Extracted material
·····

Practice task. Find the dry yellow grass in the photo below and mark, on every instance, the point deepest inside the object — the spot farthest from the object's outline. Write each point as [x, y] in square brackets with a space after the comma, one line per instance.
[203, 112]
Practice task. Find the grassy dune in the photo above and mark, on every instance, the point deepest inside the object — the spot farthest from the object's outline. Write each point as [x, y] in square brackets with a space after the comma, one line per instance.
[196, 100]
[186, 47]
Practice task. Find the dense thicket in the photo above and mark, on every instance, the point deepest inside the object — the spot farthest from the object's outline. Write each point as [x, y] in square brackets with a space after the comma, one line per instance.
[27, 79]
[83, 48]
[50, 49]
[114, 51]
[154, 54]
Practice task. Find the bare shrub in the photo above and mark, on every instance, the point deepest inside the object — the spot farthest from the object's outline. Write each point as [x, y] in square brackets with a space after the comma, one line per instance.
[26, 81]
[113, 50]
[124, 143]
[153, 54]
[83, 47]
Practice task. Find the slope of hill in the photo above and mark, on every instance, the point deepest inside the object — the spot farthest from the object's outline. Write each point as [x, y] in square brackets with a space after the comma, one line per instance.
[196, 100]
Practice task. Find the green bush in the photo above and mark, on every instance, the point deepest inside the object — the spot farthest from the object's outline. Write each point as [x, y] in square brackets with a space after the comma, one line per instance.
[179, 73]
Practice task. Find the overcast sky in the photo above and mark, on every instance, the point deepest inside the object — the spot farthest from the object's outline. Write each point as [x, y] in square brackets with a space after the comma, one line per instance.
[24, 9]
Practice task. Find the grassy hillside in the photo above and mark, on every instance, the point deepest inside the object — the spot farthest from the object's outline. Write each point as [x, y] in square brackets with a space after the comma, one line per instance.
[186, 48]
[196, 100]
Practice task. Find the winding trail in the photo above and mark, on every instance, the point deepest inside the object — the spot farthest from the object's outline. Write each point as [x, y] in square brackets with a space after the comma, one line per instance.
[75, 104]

·····

What is being asked
Format every line of the listing above as a JSON list of strings, one string per line, and omit any blank lines.

Task result
[
  "Practice task. Find the dry yellow grass in the photo below and mark, on every instance, the point deepest inside the object — the spot farthest from the object's outline. Write each point as [x, y] in square brackets with a space after the comma, one line per instance.",
  "[203, 112]",
  "Practice task. Find the grassy dune in the photo above and mark, on every instance, the point deepest inside the object — the spot farthest from the object's outline. Write each point as [x, y] in square brackets with a space after the comma, one line per instance.",
  "[196, 100]",
  "[186, 47]",
  "Practice task. Find the dense thicket in the photo above and mark, on every instance, the point deepest inside the object — the spot farthest from the object's outline. Write each point as [x, y] in square brackets with a space after the comma, one line per instance.",
  "[27, 79]",
  "[83, 48]",
  "[50, 49]",
  "[114, 51]",
  "[154, 54]",
  "Practice task. Find the bare shrub in the photo above and mark, on every instance, the point deepest inside the object — the spot farthest from the object's outline. Write each point as [x, y] in square brackets with a space after the comma, one line per instance.",
  "[26, 81]",
  "[113, 50]",
  "[124, 143]",
  "[153, 54]",
  "[83, 47]",
  "Practice task. Find the slope of hill in the photo above and mark, on every instance, the point deepest inside the object — the spot farthest from the object's outline. Write each point as [x, y] in square brackets with a space after the comma, one line per instance.",
  "[196, 100]",
  "Practice task. Find the green bush in the photo above and mark, on every instance, the point deepest inside the object — the spot farthest from the object's outline. Write each point as [x, y] in square brackets with a space after the comma, one line per instance.",
  "[179, 73]",
  "Practice task. Find the overcast sky in the photo above and mark, on every instance, the point deepest inside the object — the spot farthest from the object's outline. Write each point as [x, y] in square brackets with a space after the comma, one line per instance.",
  "[24, 9]",
  "Practice task. Find the grassy hillside in the photo above and mark, on every instance, the point deepest inside the object — the spot farthest from the object's outline. Write each point as [x, y] in square brackets with a space after the comma, one line per instance.",
  "[186, 48]",
  "[196, 100]",
  "Practice task. Find the winding trail in the photo above and mark, on every instance, the point deepest inside the object — the spot farthest from the object's outline. Write each point as [x, y] in square brackets with a space after the comma, one line per instance.",
  "[75, 104]"
]